● **What this task involves**
Reply only with how many lines below contain "face".

● **Task input**
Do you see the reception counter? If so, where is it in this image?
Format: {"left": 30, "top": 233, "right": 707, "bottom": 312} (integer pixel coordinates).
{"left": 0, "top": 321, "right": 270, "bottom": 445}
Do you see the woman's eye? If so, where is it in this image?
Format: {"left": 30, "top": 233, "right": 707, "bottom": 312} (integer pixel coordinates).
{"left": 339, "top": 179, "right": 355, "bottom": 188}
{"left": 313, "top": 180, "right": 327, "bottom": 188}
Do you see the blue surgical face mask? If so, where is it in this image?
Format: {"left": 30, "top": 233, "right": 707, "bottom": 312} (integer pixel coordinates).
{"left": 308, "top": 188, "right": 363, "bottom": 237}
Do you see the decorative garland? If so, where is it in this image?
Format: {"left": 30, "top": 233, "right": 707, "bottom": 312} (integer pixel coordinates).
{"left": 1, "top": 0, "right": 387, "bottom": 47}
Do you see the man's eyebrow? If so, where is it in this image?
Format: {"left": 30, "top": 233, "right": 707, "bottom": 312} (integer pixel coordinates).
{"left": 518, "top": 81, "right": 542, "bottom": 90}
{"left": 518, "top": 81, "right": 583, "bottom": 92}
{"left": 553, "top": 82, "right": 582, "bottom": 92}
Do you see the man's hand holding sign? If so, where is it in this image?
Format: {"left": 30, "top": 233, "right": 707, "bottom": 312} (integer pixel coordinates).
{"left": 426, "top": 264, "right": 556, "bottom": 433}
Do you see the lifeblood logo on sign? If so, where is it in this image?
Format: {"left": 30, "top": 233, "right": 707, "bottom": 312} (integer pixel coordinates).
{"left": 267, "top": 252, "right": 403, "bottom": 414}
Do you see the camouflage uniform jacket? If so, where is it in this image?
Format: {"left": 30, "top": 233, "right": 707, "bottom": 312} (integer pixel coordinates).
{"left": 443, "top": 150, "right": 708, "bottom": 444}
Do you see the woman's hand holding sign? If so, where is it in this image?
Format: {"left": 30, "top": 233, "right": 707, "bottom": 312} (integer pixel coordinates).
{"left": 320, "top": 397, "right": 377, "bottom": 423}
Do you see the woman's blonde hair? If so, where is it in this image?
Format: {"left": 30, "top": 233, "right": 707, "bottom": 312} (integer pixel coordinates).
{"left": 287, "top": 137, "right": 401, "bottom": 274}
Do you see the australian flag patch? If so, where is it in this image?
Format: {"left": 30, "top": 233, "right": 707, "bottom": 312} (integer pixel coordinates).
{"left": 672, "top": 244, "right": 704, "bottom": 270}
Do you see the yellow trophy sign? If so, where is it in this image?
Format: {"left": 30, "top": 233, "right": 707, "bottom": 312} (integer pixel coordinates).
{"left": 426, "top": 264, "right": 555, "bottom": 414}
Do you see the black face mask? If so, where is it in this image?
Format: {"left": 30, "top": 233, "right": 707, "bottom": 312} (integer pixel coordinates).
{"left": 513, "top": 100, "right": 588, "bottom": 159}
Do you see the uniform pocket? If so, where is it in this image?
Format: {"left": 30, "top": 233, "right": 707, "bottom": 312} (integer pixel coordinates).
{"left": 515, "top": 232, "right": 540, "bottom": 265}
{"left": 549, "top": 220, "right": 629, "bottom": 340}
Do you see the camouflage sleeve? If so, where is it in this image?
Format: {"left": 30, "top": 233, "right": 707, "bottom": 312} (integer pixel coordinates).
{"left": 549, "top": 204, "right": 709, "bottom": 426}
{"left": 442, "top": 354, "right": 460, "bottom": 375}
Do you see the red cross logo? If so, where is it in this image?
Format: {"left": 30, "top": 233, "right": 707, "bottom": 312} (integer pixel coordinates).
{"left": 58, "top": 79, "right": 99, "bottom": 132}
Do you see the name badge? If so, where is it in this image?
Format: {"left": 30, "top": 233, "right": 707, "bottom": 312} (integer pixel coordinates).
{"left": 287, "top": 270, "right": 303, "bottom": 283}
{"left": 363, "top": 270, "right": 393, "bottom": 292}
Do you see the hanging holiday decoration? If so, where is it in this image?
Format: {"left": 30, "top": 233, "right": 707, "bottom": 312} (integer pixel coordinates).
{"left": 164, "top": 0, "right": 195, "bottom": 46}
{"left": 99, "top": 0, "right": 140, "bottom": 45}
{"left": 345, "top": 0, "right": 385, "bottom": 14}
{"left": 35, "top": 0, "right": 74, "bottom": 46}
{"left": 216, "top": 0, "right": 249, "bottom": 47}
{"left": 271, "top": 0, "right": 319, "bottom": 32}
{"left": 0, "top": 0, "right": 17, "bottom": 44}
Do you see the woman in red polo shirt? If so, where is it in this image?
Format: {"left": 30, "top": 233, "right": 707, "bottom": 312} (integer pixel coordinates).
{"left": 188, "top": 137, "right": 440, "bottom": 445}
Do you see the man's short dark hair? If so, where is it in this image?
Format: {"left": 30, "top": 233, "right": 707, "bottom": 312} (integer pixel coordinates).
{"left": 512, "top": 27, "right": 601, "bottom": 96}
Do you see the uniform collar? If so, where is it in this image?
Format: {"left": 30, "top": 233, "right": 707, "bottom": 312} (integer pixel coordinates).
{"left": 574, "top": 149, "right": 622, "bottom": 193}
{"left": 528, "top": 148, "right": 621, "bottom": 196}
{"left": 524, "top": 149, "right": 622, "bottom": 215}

● **Exercise solution**
2